**Information supplied**

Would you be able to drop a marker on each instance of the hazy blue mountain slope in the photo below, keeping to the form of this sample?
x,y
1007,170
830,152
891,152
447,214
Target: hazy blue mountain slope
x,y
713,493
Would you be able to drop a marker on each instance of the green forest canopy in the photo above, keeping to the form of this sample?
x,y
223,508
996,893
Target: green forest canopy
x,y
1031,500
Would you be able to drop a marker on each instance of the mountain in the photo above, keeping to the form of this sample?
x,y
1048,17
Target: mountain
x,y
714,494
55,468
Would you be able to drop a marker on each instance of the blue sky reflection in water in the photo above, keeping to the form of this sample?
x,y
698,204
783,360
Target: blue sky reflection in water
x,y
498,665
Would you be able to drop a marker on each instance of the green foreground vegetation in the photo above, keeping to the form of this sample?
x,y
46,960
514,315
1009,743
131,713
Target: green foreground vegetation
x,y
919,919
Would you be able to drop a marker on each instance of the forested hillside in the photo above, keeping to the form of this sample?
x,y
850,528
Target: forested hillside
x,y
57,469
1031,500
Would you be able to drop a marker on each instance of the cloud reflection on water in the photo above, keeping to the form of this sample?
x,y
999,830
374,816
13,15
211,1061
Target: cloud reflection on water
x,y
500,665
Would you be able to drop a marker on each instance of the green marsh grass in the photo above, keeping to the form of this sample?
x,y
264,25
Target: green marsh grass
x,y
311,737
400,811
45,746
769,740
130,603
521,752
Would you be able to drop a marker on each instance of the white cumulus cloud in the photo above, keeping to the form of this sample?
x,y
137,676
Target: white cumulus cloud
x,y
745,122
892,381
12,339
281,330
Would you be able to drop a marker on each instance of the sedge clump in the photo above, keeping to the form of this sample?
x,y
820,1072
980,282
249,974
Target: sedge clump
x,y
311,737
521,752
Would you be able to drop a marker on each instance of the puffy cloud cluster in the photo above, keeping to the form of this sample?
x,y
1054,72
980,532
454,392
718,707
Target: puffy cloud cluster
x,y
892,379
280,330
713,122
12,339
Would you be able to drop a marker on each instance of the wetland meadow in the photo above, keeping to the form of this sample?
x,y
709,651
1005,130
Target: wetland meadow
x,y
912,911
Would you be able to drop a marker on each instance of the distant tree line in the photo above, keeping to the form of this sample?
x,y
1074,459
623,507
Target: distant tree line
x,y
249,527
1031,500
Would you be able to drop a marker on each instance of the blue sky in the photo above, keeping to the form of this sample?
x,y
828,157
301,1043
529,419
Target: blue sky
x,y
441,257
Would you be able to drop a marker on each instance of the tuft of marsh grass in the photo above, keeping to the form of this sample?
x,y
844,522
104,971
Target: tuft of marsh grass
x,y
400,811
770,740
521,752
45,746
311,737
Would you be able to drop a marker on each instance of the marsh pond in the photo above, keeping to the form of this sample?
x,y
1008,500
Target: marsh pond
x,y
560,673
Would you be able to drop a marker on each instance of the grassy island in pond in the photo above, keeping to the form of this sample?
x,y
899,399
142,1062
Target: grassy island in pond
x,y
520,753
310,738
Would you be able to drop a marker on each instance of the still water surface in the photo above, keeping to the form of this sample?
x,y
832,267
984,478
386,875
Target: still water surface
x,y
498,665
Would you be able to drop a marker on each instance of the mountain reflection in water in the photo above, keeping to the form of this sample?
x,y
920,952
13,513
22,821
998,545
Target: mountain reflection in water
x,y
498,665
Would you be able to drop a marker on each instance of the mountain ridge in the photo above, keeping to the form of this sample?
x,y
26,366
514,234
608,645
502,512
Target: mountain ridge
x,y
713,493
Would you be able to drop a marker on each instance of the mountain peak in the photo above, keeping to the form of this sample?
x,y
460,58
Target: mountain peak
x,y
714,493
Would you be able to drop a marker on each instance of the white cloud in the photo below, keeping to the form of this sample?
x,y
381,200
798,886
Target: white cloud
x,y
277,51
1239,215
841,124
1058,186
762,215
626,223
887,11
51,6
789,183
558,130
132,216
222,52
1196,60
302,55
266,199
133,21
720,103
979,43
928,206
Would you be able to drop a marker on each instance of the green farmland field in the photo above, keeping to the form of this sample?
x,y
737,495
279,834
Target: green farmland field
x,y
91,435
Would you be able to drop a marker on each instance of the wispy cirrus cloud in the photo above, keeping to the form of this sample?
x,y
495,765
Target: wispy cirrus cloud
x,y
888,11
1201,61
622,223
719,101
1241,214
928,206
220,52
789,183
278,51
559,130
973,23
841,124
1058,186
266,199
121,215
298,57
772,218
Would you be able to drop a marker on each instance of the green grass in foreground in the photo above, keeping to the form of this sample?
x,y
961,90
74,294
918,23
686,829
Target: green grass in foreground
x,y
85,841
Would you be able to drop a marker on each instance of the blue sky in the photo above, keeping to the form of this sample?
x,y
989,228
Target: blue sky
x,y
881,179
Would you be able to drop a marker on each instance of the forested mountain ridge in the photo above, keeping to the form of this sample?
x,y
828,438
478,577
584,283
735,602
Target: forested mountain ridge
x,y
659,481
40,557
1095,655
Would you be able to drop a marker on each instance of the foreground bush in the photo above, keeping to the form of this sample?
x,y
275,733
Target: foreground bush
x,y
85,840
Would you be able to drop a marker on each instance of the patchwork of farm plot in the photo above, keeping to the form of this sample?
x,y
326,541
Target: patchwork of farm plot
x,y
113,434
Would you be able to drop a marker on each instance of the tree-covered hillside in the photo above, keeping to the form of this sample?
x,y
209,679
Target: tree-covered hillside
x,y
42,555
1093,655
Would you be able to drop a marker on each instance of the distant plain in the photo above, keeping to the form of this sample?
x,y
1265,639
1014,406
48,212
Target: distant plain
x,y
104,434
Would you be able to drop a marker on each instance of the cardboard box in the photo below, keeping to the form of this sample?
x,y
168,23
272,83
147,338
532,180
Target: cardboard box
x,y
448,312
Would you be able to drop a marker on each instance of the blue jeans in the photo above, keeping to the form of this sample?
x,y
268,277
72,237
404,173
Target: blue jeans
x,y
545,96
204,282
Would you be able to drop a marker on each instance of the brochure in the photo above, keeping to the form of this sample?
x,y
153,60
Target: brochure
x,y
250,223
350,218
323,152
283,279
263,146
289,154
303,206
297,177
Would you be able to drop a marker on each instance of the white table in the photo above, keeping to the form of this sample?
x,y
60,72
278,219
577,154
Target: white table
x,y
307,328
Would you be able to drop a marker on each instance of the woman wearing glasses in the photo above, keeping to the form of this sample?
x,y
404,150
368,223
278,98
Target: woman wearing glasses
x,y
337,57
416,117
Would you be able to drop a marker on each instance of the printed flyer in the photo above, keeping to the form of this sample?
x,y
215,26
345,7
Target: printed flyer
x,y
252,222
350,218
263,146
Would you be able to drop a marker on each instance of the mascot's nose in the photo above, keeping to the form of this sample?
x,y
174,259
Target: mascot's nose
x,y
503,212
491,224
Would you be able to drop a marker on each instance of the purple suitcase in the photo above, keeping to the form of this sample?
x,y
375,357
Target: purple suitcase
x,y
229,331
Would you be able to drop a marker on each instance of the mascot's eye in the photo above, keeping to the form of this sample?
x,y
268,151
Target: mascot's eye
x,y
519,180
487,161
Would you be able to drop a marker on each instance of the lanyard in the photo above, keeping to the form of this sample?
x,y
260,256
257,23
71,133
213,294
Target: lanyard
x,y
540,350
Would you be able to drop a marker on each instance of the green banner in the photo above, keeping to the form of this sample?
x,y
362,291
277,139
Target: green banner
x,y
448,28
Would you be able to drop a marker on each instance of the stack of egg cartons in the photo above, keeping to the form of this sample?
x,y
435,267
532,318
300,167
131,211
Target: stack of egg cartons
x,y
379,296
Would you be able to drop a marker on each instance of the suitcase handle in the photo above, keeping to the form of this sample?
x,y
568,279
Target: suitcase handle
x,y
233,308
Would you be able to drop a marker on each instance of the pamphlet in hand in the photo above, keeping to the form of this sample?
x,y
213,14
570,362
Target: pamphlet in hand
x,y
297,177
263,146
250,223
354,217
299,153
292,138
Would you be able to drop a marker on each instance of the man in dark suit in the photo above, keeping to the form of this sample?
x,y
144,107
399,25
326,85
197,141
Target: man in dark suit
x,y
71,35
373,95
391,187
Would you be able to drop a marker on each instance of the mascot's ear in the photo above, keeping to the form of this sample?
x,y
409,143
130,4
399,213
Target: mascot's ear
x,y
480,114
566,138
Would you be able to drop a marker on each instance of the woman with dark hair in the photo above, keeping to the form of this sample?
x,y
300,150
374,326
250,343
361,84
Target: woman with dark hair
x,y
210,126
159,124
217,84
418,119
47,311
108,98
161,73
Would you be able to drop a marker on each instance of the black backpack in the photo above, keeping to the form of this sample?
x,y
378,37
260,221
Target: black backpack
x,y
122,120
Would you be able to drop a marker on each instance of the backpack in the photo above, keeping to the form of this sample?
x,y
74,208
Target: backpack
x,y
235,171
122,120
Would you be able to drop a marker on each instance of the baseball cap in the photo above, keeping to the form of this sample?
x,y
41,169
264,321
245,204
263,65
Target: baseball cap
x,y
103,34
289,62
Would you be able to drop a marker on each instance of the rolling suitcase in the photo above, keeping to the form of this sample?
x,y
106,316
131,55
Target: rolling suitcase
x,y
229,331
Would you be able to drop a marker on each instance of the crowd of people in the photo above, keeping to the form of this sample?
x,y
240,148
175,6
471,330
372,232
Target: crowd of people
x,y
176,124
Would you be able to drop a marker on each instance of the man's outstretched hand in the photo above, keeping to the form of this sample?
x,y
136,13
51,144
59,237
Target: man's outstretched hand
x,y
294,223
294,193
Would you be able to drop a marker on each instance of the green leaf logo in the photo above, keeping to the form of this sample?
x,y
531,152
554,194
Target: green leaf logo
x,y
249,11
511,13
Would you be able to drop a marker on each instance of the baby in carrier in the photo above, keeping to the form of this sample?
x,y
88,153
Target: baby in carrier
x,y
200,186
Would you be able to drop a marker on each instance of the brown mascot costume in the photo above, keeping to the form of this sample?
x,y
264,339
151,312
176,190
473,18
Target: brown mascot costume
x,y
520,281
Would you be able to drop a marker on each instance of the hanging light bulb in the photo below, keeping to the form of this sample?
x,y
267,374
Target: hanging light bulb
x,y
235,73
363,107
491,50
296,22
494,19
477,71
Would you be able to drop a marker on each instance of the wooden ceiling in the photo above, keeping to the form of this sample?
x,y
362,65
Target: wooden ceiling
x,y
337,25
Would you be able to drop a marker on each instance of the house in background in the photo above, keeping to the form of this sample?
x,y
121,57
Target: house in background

**What this task involves**
Return each line above where the word "background" shows up.

**Solution for this problem**
Would you be able to drop a marker on each instance of the house in background in the photo above, keeping to the form of this sample?
Target: house in background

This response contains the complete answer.